[Given data]:
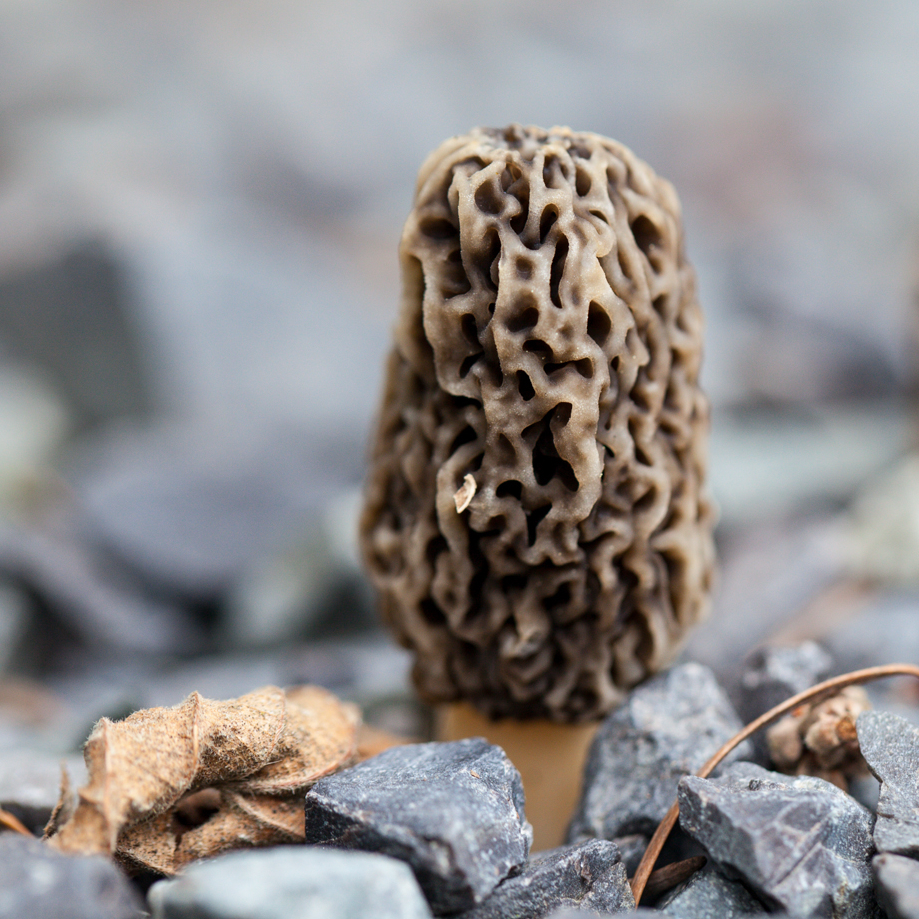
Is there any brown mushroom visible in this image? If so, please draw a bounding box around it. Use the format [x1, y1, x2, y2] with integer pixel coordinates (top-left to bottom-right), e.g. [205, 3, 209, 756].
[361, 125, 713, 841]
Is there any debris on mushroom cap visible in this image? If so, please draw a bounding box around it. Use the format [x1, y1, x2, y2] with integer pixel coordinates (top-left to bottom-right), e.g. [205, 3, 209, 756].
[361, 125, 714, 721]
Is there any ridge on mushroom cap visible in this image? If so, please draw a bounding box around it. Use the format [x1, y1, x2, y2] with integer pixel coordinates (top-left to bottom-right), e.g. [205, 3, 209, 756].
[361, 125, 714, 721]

==

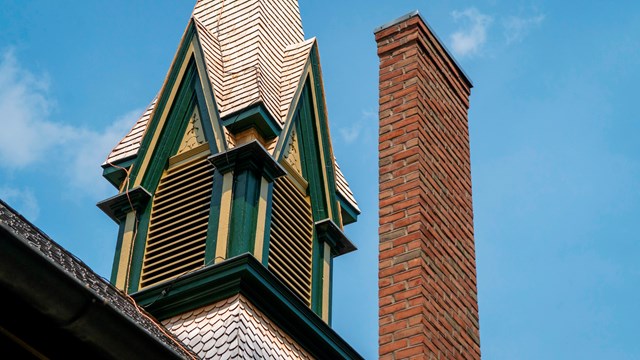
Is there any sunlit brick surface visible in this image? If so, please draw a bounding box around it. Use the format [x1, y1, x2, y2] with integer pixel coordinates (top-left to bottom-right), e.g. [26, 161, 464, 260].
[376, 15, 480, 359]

...

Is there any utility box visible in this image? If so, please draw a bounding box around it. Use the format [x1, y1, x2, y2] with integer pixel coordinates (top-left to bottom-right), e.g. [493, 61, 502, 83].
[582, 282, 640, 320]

[Problem to solve]: Duplicate the records from the line containing "Is there any brown" through the line containing "[361, 125, 713, 841]", leaving every character as it is.

[Solution]:
Is there any brown mushroom visible in this image? If so, please draw a bounding box around it. Use the format [x1, y1, x2, y2] with integer pixel coordinates (top-left to bottom-right), e.g. [205, 3, 209, 756].
[361, 125, 713, 841]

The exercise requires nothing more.